[Detection annotation records]
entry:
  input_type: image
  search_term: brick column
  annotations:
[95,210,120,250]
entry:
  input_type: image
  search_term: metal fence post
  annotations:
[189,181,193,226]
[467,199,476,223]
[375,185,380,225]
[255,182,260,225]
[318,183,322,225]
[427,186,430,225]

→ Aim:
Output every line of the listing above again, unchanged.

→ Solution to the problem:
entry:
  input_type: image
  search_term: brick column
  annotations:
[95,210,120,250]
entry:
  input_type: image
  search_term: metal fence post
  annotations:
[189,181,193,226]
[467,199,476,223]
[375,185,380,225]
[255,182,260,225]
[318,183,322,225]
[427,186,430,225]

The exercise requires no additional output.